#### [EXERCISE]
Copy every line that contains the string "blue" from the entries below.

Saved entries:
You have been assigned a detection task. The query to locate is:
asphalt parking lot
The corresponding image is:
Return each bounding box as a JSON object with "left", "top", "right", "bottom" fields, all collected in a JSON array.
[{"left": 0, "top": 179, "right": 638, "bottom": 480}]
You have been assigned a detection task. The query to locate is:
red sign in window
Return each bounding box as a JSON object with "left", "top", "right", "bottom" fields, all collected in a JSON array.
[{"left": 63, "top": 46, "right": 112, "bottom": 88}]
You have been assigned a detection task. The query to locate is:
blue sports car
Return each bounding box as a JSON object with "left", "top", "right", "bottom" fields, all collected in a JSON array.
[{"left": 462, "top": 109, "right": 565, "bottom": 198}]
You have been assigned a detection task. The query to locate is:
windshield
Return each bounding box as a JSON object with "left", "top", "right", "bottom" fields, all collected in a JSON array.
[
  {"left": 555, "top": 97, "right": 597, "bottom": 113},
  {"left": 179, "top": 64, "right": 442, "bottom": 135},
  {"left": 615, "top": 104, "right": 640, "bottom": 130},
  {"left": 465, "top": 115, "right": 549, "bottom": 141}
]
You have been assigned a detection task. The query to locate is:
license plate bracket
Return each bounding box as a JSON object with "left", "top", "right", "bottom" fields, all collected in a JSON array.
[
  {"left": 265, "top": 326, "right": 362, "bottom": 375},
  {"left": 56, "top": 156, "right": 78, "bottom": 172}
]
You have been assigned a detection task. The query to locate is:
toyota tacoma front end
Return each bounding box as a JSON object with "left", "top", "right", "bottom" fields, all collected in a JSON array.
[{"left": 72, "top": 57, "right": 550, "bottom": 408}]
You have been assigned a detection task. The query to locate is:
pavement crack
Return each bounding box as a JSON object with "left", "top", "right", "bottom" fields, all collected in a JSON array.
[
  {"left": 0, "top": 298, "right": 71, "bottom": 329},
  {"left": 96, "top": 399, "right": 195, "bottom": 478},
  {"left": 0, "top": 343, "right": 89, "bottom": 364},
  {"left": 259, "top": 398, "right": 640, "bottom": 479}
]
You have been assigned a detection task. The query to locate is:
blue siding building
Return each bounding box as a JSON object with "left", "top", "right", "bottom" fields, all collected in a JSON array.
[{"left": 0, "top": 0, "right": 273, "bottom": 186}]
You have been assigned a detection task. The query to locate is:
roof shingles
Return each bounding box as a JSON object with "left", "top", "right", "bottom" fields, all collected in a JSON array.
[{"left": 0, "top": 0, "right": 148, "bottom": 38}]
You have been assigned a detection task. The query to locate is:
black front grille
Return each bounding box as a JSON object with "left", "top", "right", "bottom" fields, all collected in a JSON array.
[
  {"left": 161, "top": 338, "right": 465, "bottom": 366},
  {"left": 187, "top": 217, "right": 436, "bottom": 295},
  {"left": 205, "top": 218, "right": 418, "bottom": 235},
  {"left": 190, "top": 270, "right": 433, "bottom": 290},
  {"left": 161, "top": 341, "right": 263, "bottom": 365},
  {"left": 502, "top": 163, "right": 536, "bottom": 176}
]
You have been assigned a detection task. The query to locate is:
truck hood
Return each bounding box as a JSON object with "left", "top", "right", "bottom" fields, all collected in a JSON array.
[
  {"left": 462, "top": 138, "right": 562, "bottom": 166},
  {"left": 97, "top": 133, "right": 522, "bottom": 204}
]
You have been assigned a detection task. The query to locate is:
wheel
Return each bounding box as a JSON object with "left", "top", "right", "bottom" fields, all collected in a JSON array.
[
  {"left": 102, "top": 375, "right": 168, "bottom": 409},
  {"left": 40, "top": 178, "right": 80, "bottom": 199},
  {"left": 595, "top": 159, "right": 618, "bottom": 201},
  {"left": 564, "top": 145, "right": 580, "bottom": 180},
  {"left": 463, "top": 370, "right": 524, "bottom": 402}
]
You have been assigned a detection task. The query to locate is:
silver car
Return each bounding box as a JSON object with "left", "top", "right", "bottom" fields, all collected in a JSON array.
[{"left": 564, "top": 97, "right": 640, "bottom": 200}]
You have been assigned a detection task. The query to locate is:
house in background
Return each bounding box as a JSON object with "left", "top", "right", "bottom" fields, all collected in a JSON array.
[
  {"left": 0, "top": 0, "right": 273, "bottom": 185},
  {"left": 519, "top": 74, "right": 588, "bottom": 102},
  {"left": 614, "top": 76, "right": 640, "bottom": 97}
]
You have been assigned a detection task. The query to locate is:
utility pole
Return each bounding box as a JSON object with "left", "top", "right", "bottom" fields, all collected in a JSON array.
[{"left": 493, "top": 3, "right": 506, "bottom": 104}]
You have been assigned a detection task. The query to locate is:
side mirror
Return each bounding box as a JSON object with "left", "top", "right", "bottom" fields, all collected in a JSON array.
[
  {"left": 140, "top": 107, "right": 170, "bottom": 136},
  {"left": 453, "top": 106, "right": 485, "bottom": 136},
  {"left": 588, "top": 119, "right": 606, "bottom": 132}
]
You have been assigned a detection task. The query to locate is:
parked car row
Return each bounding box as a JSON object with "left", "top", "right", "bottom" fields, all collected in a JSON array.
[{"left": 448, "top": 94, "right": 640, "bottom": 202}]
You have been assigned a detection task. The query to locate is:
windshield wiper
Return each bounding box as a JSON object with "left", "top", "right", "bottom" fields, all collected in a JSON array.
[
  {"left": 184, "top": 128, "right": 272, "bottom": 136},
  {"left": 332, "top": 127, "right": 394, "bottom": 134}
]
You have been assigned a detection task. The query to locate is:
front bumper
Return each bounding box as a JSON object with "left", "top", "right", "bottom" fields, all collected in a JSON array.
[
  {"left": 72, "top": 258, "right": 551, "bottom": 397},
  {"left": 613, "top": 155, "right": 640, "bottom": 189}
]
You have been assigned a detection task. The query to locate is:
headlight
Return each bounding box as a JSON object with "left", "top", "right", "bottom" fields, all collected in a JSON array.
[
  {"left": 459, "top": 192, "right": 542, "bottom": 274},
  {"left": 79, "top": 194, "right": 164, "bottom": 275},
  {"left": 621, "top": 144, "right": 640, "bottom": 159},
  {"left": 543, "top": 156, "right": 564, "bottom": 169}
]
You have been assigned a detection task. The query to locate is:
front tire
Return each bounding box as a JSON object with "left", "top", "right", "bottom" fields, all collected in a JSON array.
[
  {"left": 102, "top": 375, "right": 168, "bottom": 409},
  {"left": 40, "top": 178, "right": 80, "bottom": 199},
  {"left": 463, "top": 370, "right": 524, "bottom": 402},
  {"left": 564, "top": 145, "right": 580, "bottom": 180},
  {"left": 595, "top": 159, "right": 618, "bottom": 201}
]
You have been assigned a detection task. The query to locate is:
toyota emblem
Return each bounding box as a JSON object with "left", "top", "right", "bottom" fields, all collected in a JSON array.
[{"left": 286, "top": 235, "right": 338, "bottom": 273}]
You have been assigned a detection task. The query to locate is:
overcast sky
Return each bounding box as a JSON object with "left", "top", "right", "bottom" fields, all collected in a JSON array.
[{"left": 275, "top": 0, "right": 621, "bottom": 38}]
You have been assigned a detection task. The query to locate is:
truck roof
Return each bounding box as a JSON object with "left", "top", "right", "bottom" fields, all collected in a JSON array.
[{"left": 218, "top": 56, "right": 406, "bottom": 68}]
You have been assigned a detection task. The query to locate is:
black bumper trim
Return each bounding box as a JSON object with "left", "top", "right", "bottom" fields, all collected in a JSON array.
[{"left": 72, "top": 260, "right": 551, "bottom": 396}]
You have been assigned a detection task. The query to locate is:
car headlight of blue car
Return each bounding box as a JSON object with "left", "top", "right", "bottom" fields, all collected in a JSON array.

#### [EXERCISE RESPONSE]
blue sports car
blue siding building
car headlight of blue car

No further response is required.